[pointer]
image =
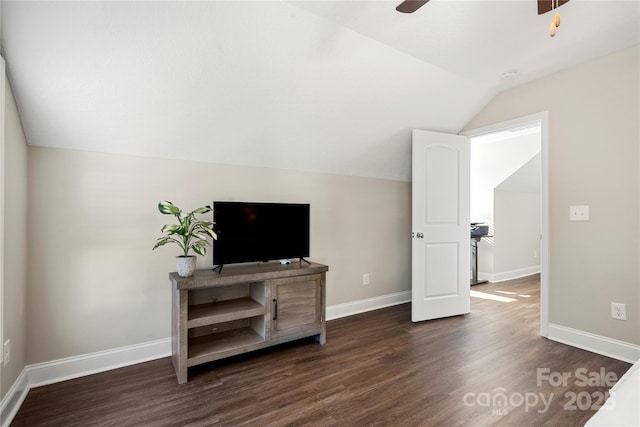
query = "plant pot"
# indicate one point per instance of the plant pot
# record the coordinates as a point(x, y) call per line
point(186, 265)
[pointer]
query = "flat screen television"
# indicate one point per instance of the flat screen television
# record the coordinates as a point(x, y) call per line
point(249, 231)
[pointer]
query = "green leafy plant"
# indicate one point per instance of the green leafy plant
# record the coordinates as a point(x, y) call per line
point(190, 233)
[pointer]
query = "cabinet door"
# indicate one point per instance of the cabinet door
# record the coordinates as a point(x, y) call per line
point(297, 306)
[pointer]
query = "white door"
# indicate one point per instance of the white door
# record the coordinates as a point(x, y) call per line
point(440, 226)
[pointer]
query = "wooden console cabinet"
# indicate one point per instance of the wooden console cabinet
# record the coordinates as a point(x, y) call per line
point(217, 315)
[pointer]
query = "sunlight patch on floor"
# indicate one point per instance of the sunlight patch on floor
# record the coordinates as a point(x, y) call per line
point(513, 293)
point(491, 296)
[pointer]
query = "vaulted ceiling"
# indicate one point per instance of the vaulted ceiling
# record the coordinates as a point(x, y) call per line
point(323, 86)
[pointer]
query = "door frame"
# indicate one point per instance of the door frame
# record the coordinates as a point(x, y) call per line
point(543, 119)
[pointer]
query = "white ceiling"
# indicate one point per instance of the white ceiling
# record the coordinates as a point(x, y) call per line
point(323, 86)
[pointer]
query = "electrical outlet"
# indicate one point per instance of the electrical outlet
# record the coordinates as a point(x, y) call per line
point(618, 311)
point(579, 213)
point(6, 352)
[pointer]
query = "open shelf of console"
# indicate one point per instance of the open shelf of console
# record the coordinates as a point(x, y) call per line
point(244, 308)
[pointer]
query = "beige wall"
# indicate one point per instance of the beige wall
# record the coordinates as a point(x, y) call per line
point(15, 243)
point(94, 282)
point(594, 138)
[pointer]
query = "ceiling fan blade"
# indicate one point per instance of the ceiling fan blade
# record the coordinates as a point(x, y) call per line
point(545, 6)
point(410, 6)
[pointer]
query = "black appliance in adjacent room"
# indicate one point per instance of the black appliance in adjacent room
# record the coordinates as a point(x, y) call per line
point(478, 231)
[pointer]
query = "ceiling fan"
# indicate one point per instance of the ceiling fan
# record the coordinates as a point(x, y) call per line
point(544, 6)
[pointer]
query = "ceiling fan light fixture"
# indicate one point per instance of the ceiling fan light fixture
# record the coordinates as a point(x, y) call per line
point(508, 75)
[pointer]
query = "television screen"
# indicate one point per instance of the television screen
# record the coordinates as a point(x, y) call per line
point(259, 231)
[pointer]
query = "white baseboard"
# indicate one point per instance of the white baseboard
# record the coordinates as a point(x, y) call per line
point(509, 275)
point(350, 308)
point(14, 398)
point(73, 367)
point(78, 366)
point(595, 343)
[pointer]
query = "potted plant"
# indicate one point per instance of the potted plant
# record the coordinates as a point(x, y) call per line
point(189, 233)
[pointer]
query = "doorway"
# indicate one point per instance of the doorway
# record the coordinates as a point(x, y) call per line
point(534, 123)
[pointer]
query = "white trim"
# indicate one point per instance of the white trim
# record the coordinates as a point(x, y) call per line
point(509, 275)
point(543, 119)
point(350, 308)
point(13, 399)
point(78, 366)
point(2, 185)
point(595, 343)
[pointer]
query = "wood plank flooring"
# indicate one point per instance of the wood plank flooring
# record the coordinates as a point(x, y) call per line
point(377, 369)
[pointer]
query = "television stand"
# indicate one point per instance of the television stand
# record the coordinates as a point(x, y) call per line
point(246, 308)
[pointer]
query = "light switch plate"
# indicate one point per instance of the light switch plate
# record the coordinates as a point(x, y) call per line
point(579, 213)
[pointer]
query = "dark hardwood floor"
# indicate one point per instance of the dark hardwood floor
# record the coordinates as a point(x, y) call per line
point(377, 369)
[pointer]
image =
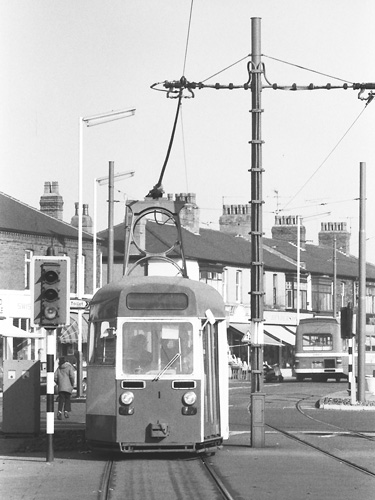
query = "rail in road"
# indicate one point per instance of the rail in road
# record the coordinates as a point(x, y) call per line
point(162, 478)
point(321, 439)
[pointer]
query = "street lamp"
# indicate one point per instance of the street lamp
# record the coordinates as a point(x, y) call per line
point(101, 181)
point(90, 121)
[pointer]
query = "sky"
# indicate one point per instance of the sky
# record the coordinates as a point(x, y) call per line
point(66, 59)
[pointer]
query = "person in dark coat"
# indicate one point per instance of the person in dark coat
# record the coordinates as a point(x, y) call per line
point(64, 378)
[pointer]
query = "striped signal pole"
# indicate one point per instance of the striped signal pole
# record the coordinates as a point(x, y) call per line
point(50, 413)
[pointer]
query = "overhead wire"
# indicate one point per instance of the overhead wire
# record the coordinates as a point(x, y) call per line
point(157, 191)
point(326, 158)
point(306, 69)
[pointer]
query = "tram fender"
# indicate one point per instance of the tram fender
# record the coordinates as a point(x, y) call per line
point(159, 430)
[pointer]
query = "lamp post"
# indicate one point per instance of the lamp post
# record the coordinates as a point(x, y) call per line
point(89, 121)
point(101, 181)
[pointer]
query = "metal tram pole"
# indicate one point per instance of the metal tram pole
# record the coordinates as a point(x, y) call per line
point(362, 284)
point(256, 303)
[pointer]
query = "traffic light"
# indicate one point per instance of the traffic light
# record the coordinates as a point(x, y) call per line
point(50, 293)
point(346, 324)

TASK: The data above should be repeated exactly, minus any pictures.

CORRECT OUTPUT:
[pointer]
image =
query = "plant pot"
# indicate one point per instance of the plant pot
# record the coordinates as a point(x, y) call per line
point(186, 265)
[pointer]
query = "flat screen television"
# indicate one point per instance of the flat screen television
# record the coordinates as a point(x, y) call per line
point(249, 231)
[pointer]
query = "green leafy plant"
# indicate one point per instance of the green leafy plant
# record the coordinates as a point(x, y) call per line
point(190, 233)
[pointer]
query = "cabinet door"
# indicate one point per instance of the cabinet door
# record the coordinates as a point(x, y) call per line
point(297, 306)
[pointer]
query = "white door"
# indicate one point per instance of the white door
# record the coordinates as a point(x, y) call per line
point(440, 226)
[pointer]
query = "wooden console cabinet"
# indicate one point per instance of the wooden console cabinet
# record the coordinates as a point(x, y) call per line
point(217, 315)
[pointer]
query = "sunlight patch on floor"
# indicate one point per instance of the sunlight patch on floor
# record the coordinates as a point(x, y) call per line
point(513, 293)
point(491, 296)
[pointer]
query = "vaulted ceiling"
# indicate one point per instance of the vaulted ceiling
# record the coordinates as a point(x, y) call per line
point(323, 86)
[pointer]
query = "door frame"
# indicate one point per instance of the door frame
# record the coordinates as a point(x, y) call per line
point(543, 119)
[pointer]
query = "white ceiling"
# indicate one point per instance of the white ceiling
# record the coordinates as a point(x, y) call per line
point(323, 86)
[pointer]
query = "electrical outlet"
# indicate one point per instance of the electrical outlet
# record the coordinates as a point(x, y) call per line
point(618, 311)
point(579, 213)
point(6, 352)
[pointer]
query = "open shelf of console"
# indicate one point per instance of the open shelf of console
# record the coordinates as a point(x, y) call per line
point(244, 308)
[pointer]
query = "beige wall"
# indicate one point per instance of the beige wall
# record the coordinates as a point(x, y) call per line
point(15, 243)
point(94, 282)
point(594, 138)
[pointer]
query = "ceiling fan blade"
# indicate one point per instance of the ceiling fan blade
# record the coordinates as a point(x, y) call per line
point(545, 6)
point(410, 6)
[pointer]
query = "black appliance in adjacent room"
# indicate one point per instance of the black appliance in adjacent room
# record the coordinates as a point(x, y) call per line
point(478, 231)
[pointer]
query = "ceiling fan"
# indicate one point per instance of the ceiling fan
# record the coordinates as a point(x, y) call per line
point(544, 6)
[pointer]
query = "ceiling fan light fixture"
# indicate one point per instance of the ceiling fan light fixture
# record the coordinates as a point(x, y) call per line
point(508, 75)
[pointer]
query = "television screen"
# indicate one point per instance of the television screen
# record the coordinates as a point(x, y) call per line
point(259, 231)
[pointer]
query = "white baseboard"
# indicate one point per instance of the white baseboard
# record the coordinates as a point(x, y) call per line
point(509, 275)
point(350, 308)
point(14, 398)
point(73, 367)
point(78, 366)
point(595, 343)
[pointer]
query = "potted plant"
# indicate one point per instance of the potted plant
# record the coordinates as a point(x, y) call per line
point(189, 233)
[pointer]
query = "doorway"
# indicate one point per instance of the doorway
# record the coordinates as a point(x, y) call per line
point(534, 123)
[pointer]
query = "white trim"
# indicate one point per instance of the white trim
# record the coordinates as a point(x, y) call per line
point(509, 275)
point(543, 119)
point(350, 308)
point(13, 399)
point(78, 366)
point(2, 185)
point(595, 343)
[pointer]
query = "wood plank flooring"
# indicate one point per instance of the wood plank flooring
# record the coordinates as a point(x, y) call per line
point(377, 369)
[pointer]
query = "television stand"
# indicate one point per instance of the television stand
# record the coordinates as a point(x, y) call per line
point(246, 308)
[pointer]
query = "light switch plate"
# indicate one point per instance of the light switch plate
# record the coordinates as a point(x, y) call per line
point(579, 213)
[pointer]
query = "dark hardwood floor"
# indicate one point per instance of the dark hardwood floor
# record the coordinates as a point(x, y) call per line
point(377, 369)
[pointer]
image =
query = "rail in road"
# indicate one point per instance of the rail in road
# record the coordinates as a point(x, y) call per line
point(162, 478)
point(321, 439)
[pointer]
query = "street lamp"
# indicate one point per instance of the street lamp
# record the coordinates as a point(x, y) call per line
point(101, 181)
point(90, 121)
[pointer]
query = "sky"
# indicate one point per instance of the sky
# record the coordinates as a point(x, y) call per line
point(66, 59)
[pointer]
query = "person in dark coat"
# indicate one point per instance of the person in dark coat
# record the coordinates as a point(x, y) call per line
point(64, 378)
[pointer]
query = "striped signal pole"
# indicate one point per instance of the striped signal pole
# record the coordinates as a point(x, y) call per line
point(50, 413)
[pointer]
query = "overhead wire"
# indicate one point per instance of the overhead wire
# record the coordinates as a point(x, y) call per line
point(157, 191)
point(326, 158)
point(306, 69)
[pointer]
query = "tram fender"
# indicate one point per instance of the tram fender
# record the coordinates as a point(x, y) call per line
point(159, 430)
[pointer]
query = "lamp post"
# indicate one point per instance of the lamp post
# record the coordinates as a point(x, y) call per line
point(89, 121)
point(101, 181)
[pointer]
query = "metal tram pole"
# indicate one point per instance of the metal tram pole
# record the coordinates as a point(x, y) call per line
point(362, 284)
point(256, 303)
[pointer]
query = "traffic light"
# indicate one point per instance of the traffic light
# record the coordinates as a point(x, y) call per line
point(50, 293)
point(346, 324)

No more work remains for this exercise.